§ Problem description:
Answer these questions using the passage below on image classification architectures.
(a) How many layers does ResNet101 have?
(b) Who introduced the DenseNet architecture, and in what year?
(c) What does the Vision Transformer use for image classification?

§ Document passage:
The detailed description of ResNet topologies is provided in this work42. In this design of the network, convolutional and pooling layers were sequentially layered in a vertical stack. This can lead to a decline in network performance as a result of vanishing gradient issues. Hence, networks with residual blocks, which incorporate shortcut connections, can significantly improve performance by mitigating training errors in deep architectures. ResNet101 is variant of ResNet structure with 101 layers.

Vision transformer (ViT)

The architecture of the Vision Transformer is based on the Vanilla Transformer, which has recently attracted many researchers due to its demonstration of cutting-edge performance in machine learning field43. The ViT architecture utilizes an encoder-decoder system with a parallel mechanism that can process sequential data without depending on any recurrent networks. The efficiency of transformer models can be attributed significantly to the self-attention mechanism. This mechanism is specially designed to detect and understand the long-distance connections among sequence elements. The ViT structure was introduced to adapt standard transformer model for image classification tasks. The primary goal is to generalize across modalities without integrating data specific architectures. The Vision Transformer uses the encoder for image classification, transforming image patches into semantic labels. Contrasting traditional CNNs that only focus on local areas with filters, it employs an attention mechanism to consider the entire image, allowing a comprehensive analysis of visual content.

DenseNet121

The DenseNet architecture, introduced by Gao Huang et al. in 201744, utilizes dense connections, where each layer is directly connected to every other layer, enabling efficient reuse of features across the network. This interconnected structure guarantees that each layer is influenced by the parameters and feature maps of the preceding layers. Additionally, this structure enables feature reuse, where layers share features learned by earlier layers, reducing redundancy and improving efficiency. This helps the model capture complex patterns with fewer parameters, leading to better performance. There are several variants of the DenseNet architecture frequently used by researchers in image classification tasks, one of them is DenseNet121, which consists of 121 layers and is utilized in this study.

VGG16 & VGG19

The VGGNet architecture, introduced in 2014 by the University of Oxford’s Visual Geometry Group45, is a highly popular deep convolutional model. It achieved both first prize and second place in image classification at the ILSVRC 2014. The initial idea was to design this model to perform accurate image processing tasks with various kernels. Recently, researchers have widely utilized the VGG architecture to extract deep image patterns and features across different domains for further processing in computer vision tasks. VGG16 consists of 16 layers, whereas VGG19 comprises 19 layers within its architecture.

Data records:
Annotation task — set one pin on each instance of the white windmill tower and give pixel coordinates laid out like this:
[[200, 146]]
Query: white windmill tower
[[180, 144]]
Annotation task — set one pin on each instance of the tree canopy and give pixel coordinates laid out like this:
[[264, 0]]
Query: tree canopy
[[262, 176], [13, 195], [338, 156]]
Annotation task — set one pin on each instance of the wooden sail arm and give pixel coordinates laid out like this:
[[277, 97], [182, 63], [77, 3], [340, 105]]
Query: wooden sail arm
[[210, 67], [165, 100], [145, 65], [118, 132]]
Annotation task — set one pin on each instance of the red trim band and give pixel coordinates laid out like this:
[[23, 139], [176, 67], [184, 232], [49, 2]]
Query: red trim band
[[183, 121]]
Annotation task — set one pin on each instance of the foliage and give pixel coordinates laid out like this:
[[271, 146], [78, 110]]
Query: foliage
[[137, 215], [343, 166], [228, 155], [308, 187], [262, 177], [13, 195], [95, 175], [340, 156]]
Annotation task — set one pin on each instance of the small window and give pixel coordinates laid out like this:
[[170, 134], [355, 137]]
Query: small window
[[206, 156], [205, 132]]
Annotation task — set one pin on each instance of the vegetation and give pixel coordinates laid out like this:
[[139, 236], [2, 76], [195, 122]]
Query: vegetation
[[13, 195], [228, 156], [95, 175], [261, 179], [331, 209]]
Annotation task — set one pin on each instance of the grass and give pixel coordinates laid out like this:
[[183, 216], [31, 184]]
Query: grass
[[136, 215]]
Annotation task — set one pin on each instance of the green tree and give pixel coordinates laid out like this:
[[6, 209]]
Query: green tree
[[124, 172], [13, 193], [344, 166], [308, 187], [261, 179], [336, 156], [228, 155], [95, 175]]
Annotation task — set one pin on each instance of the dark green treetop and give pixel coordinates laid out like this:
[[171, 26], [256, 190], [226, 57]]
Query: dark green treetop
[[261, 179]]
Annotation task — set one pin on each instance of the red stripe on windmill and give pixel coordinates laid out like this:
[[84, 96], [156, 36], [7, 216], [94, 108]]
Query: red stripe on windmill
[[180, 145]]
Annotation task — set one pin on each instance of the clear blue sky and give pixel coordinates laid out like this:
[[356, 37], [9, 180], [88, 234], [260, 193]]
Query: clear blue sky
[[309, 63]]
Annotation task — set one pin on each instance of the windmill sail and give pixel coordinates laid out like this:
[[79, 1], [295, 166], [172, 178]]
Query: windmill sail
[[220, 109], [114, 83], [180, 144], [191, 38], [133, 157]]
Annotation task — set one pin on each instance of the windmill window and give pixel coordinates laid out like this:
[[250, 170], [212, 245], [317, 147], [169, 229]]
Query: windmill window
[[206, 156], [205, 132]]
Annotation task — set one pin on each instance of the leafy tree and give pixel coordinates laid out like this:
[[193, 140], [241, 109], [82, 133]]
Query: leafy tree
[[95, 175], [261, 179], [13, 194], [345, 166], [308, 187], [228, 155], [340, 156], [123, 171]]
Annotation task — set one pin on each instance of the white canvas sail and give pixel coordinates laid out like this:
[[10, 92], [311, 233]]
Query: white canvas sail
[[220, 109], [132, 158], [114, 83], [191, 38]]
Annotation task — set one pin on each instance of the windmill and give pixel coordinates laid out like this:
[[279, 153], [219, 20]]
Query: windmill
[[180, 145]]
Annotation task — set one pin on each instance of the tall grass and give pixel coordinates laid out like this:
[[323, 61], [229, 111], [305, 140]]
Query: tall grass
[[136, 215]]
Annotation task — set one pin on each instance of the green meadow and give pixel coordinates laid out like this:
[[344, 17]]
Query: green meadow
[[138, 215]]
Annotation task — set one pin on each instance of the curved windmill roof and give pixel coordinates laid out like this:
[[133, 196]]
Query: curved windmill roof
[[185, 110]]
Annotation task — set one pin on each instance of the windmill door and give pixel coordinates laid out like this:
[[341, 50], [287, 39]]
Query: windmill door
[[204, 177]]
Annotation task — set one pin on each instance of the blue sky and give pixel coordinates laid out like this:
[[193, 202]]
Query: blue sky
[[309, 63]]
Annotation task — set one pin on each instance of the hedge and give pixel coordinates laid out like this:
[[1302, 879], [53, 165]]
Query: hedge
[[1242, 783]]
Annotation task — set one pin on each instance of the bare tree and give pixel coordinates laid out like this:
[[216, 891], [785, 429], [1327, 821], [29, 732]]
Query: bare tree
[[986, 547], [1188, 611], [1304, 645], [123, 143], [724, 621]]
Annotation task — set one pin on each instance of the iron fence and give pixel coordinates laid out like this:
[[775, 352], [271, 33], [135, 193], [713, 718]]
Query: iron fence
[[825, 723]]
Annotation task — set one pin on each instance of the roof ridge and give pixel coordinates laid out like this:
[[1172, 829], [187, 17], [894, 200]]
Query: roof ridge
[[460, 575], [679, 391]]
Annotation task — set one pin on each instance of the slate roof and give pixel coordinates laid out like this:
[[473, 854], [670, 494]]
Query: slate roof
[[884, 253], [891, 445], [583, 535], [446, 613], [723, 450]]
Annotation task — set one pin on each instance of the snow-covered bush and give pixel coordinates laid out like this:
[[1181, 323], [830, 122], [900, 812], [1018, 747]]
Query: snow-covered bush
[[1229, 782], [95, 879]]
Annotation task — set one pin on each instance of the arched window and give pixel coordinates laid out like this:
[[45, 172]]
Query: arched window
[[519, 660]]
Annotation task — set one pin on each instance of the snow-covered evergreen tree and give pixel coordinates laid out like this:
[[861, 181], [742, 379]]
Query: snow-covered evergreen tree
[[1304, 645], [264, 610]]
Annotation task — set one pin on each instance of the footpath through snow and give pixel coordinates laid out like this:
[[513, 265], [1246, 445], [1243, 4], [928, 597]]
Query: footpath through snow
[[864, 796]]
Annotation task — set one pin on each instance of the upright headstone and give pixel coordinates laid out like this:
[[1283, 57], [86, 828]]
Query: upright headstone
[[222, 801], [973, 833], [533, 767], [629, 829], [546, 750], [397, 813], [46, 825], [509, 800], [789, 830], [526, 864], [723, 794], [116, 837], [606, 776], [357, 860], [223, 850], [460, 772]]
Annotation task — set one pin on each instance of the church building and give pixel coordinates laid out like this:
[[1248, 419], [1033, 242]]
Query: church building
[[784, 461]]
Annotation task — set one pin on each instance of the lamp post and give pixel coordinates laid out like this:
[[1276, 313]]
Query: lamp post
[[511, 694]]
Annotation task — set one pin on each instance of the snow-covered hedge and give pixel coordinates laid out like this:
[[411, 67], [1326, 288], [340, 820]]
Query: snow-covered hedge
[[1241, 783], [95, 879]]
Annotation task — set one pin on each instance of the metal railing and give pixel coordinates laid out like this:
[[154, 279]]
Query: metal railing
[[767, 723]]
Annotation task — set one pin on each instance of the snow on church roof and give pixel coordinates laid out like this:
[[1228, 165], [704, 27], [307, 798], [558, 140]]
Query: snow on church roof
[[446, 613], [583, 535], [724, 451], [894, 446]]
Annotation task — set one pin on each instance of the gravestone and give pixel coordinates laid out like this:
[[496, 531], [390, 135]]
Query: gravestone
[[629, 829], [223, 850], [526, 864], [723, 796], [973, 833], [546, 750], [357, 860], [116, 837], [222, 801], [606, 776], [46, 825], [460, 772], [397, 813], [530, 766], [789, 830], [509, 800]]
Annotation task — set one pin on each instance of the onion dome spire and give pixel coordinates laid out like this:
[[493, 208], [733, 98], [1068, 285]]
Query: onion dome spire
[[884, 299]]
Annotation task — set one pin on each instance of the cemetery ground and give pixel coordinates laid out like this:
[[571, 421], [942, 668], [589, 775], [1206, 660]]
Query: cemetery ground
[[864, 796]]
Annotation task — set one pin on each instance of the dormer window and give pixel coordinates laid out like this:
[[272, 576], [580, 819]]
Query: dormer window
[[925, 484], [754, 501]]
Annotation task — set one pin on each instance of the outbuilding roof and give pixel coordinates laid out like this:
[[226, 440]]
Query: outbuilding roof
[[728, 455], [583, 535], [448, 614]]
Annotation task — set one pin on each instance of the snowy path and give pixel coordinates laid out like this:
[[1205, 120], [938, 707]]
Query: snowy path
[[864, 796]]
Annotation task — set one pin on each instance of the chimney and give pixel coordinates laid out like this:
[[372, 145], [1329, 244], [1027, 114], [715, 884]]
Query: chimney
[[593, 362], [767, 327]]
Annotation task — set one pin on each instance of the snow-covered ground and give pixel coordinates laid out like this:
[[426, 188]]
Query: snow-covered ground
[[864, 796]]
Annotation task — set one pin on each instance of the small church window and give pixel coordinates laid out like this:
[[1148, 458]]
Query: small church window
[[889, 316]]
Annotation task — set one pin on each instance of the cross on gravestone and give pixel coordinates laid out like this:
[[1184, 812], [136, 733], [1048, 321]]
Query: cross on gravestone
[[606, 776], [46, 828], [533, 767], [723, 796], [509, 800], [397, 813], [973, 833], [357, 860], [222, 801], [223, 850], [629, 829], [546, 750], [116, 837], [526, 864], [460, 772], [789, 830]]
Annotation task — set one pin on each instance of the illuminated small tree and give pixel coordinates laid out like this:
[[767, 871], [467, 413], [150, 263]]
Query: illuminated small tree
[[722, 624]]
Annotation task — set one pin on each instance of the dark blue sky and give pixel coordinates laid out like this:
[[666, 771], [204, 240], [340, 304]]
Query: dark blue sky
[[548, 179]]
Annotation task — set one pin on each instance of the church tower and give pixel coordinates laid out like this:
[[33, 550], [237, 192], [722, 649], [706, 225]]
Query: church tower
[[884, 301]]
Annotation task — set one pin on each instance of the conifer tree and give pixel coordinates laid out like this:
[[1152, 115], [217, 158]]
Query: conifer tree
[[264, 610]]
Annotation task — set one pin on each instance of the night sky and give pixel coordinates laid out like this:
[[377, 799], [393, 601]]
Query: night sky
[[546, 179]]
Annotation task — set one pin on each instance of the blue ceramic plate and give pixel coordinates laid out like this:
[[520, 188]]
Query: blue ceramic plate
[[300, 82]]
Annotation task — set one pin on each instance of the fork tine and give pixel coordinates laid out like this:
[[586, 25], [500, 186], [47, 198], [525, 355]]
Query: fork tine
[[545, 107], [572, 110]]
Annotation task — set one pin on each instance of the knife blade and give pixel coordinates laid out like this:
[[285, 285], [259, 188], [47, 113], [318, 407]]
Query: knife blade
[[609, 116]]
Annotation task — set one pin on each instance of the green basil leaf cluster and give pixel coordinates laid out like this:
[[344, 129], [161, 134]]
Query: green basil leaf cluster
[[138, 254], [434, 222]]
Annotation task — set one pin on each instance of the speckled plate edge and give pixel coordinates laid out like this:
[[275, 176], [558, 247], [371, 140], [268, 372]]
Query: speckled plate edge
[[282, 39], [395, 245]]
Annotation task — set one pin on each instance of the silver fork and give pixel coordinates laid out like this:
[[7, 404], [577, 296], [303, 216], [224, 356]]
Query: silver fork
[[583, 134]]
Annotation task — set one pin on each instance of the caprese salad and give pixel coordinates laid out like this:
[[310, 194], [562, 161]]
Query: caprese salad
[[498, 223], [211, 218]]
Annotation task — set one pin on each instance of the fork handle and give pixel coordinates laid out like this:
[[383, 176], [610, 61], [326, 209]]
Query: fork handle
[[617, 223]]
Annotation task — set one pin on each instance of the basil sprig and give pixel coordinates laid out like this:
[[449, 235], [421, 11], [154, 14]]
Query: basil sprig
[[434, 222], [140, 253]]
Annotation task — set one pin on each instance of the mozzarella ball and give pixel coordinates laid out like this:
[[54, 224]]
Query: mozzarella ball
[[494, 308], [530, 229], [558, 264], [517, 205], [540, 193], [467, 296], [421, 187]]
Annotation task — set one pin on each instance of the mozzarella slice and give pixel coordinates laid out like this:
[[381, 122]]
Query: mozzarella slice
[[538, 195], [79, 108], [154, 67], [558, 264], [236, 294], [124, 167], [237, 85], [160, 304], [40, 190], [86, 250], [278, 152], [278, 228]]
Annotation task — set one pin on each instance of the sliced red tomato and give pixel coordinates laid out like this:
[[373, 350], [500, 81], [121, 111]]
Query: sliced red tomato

§ Response:
(a) 101 layers.
(b) Gao Huang et al., in 2017.
(c) The encoder, which transforms image patches into semantic labels.